# Requirement
Exactly the lines below from the one with "Target: field of crop" up to and including the one with "Target: dark storm cloud" make up the answer, with nothing else added.

# Input for this task
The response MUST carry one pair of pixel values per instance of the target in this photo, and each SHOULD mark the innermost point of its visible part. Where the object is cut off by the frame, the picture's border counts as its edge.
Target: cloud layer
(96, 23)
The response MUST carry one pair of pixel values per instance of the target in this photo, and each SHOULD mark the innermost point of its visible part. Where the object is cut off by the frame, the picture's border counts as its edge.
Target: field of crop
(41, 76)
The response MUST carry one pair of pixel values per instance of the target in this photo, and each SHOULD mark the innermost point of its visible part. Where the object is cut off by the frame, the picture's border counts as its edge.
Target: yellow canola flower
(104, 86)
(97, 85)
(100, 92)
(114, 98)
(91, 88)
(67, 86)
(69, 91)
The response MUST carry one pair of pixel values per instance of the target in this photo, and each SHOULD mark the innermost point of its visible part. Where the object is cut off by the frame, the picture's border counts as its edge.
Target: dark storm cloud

* * *

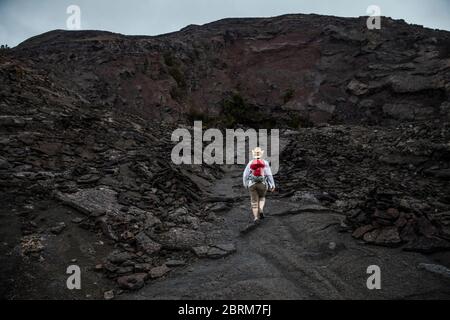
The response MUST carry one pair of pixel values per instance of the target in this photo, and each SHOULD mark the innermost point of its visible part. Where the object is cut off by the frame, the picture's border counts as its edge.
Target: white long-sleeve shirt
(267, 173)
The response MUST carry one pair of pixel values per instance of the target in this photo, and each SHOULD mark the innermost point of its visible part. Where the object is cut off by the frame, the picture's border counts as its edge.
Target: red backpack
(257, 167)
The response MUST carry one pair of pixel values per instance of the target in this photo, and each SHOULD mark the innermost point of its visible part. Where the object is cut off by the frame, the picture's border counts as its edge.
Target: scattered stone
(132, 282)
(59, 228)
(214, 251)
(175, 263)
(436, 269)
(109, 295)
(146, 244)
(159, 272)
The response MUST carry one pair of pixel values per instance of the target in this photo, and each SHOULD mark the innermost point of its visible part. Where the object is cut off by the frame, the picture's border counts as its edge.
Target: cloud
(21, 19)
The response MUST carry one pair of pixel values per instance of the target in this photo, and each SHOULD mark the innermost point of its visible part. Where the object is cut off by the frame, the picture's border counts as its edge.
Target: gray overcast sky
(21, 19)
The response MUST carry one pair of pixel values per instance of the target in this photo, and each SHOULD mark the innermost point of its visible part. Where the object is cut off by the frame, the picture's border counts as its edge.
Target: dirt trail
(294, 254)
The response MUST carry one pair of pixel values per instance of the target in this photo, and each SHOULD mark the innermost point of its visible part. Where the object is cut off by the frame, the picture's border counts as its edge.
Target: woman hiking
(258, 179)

# Solution for this exercise
Target: field of crop
(41, 76)
The response MUST carry one pair of pixel values per instance of the target in this photo, and each SHOULD mark the innermost point of its visible part. Where the object is cut off by the frame, the picture's border counts as its edge.
Target: yellow canola flower
(104, 86)
(97, 85)
(100, 92)
(114, 98)
(91, 88)
(67, 86)
(69, 91)
The response MUST carry one pair of pixel values per instance of the target in this photo, and each SHOULD mark the innermost point of its visible part. Where the object is cut off by the frame, the picture's border counts as its edge.
Target: dark storm cloud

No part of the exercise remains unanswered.